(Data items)
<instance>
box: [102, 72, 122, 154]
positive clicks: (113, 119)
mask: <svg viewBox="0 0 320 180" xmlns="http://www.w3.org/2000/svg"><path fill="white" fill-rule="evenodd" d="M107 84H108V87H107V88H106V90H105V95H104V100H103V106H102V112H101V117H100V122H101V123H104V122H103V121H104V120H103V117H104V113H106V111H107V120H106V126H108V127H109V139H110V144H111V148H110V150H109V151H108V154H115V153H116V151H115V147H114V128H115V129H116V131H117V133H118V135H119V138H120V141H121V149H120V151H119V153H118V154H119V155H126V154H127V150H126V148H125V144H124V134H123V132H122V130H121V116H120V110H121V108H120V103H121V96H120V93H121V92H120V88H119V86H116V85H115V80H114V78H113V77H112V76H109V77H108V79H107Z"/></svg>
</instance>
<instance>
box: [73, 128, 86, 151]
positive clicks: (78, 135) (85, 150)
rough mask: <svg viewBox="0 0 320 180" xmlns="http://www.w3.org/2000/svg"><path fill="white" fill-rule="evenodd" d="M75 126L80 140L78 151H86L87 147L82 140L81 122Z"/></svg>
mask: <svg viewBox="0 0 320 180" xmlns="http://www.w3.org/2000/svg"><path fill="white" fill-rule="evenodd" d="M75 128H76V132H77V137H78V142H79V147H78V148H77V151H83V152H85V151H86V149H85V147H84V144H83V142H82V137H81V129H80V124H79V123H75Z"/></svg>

> [Exercise]
Lines from the one holding "box: [73, 128, 86, 151]" to the last line of the records: return these exactly, and only these.

> [Output of the task]
box: [73, 128, 86, 151]
positive clicks: (78, 135) (85, 150)
rough mask: <svg viewBox="0 0 320 180" xmlns="http://www.w3.org/2000/svg"><path fill="white" fill-rule="evenodd" d="M75 126L80 140L78 151H86L87 147L82 140L81 122Z"/></svg>
mask: <svg viewBox="0 0 320 180" xmlns="http://www.w3.org/2000/svg"><path fill="white" fill-rule="evenodd" d="M75 128H76V132H77V137H78V142H79V147H78V148H77V151H83V152H85V151H86V149H85V147H84V144H83V142H82V137H81V129H80V124H79V123H75Z"/></svg>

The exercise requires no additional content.